■ **WHAT THE TASK REQUIRES**: List every line in the entries below that contains the word "white", matching its case exactly.

■ **Rows of box annotation data**:

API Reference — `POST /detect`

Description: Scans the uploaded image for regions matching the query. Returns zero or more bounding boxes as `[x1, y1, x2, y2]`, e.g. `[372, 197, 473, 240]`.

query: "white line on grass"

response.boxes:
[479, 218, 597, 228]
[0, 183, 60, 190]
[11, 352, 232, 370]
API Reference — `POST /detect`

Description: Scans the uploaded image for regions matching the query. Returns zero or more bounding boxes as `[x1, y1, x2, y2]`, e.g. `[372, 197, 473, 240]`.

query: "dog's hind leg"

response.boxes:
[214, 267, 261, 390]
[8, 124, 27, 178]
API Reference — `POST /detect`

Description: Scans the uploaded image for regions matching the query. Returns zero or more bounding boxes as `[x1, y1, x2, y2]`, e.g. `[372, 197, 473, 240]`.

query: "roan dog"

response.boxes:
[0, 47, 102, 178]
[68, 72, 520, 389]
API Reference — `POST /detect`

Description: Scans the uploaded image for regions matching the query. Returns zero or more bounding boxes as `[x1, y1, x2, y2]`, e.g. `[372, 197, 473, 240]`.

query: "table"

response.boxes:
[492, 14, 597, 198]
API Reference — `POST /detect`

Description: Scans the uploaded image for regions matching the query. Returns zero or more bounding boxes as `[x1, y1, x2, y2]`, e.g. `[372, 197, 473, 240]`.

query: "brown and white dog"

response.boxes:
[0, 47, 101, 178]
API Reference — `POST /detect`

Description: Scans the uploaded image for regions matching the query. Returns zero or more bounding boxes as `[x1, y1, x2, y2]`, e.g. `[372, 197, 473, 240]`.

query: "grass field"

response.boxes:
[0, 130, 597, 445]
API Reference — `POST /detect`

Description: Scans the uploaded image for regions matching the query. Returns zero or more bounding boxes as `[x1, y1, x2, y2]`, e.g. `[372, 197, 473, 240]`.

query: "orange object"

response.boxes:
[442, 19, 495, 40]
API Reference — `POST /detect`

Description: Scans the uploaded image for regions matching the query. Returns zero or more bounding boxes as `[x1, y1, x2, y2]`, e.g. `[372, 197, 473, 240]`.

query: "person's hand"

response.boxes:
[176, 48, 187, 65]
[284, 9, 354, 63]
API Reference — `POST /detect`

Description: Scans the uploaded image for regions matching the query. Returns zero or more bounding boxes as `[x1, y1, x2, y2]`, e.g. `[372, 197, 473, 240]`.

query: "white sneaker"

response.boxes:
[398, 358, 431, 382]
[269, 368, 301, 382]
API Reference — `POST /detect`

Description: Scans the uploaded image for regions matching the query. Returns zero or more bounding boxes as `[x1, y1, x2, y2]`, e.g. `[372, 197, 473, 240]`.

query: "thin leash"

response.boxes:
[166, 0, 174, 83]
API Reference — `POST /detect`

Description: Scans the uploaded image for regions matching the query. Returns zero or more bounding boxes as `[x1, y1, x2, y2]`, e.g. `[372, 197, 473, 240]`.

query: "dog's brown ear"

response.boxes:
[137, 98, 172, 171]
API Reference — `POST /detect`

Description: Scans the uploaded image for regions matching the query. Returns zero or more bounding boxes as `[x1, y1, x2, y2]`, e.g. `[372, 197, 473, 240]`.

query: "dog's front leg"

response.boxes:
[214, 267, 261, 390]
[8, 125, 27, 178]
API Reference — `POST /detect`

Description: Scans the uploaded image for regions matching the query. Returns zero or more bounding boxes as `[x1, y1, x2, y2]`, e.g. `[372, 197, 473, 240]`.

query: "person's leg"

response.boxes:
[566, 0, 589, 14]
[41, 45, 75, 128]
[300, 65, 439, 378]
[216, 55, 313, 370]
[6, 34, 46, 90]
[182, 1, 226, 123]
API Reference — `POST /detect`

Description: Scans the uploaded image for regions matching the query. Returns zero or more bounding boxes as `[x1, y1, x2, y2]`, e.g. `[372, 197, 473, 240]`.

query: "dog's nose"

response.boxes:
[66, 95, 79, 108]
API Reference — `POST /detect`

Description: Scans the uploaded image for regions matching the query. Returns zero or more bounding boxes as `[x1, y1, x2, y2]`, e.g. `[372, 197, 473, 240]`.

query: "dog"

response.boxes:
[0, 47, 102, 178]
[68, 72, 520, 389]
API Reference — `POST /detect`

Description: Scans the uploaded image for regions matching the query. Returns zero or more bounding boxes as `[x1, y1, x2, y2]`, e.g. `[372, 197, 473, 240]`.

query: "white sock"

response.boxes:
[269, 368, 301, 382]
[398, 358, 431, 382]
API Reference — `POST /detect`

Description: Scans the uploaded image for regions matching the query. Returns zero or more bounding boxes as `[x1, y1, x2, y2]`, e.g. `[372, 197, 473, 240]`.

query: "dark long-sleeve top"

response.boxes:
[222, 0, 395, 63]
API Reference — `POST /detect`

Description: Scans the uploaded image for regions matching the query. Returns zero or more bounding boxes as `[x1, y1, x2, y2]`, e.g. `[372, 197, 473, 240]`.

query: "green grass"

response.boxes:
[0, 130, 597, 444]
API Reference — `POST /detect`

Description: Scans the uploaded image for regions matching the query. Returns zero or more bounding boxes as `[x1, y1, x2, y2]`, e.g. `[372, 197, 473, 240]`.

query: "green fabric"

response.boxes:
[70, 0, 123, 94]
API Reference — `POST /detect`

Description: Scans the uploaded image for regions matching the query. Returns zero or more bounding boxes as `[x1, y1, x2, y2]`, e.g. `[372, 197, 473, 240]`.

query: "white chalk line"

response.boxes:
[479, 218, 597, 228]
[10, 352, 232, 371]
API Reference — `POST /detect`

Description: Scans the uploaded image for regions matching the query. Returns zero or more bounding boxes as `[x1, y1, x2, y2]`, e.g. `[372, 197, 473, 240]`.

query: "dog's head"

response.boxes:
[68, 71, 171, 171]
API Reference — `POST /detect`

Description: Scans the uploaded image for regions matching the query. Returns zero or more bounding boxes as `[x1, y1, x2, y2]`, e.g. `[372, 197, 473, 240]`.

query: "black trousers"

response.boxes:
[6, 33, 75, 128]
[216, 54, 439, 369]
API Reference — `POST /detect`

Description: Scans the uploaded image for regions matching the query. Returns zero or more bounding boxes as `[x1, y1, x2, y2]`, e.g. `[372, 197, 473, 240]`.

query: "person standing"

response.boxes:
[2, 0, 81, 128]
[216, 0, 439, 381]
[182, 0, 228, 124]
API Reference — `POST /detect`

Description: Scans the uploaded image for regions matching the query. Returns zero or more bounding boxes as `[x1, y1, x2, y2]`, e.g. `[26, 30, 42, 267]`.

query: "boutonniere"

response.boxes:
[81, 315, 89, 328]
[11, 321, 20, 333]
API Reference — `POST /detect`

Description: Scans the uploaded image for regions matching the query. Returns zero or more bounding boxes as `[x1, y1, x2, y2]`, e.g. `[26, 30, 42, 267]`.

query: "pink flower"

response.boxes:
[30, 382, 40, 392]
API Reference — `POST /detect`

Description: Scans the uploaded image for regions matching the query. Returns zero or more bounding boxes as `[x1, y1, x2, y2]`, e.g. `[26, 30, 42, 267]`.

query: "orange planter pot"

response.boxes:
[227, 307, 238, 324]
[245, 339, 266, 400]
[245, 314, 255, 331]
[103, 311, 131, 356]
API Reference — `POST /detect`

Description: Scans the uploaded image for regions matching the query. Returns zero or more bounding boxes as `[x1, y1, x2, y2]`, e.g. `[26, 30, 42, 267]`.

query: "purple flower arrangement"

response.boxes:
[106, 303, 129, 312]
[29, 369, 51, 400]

■ **THE OUTPUT**:
query: "white line on grass"
query: "brown and white dog"
query: "white sneaker"
query: "white sock"
query: "white chalk line"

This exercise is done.